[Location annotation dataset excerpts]
----------------------------------------
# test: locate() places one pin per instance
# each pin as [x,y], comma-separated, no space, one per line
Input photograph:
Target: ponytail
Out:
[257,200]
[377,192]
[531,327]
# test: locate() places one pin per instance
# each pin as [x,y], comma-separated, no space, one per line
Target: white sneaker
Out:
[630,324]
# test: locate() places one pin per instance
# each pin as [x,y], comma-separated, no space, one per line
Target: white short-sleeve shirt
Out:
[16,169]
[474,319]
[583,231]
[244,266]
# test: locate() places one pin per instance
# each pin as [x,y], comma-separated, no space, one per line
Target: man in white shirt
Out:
----------------------------------------
### Problem to solve
Transcribe every entry word for word.

### Reply
# test: locate() places one pin per instance
# each pin as [x,y], comma-separated, no space, one per line
Input photograph:
Target: ponytail
Out:
[257,200]
[377,192]
[531,327]
# test: locate() places one pin per instance
# each pin as [x,y], comma-separated, no space, one per line
Target: white sneaker
Out:
[630,324]
# test: locate() places one pin per instance
# each pin as [x,y], comma-separated, no space, one per line
Target: white short-sleeve shirt
Out:
[16,169]
[474,319]
[583,231]
[244,266]
# test: locate() places one pin per instance
# each pin as [x,y], comma-separated, no space, one per line
Target: man in white shirt
Out:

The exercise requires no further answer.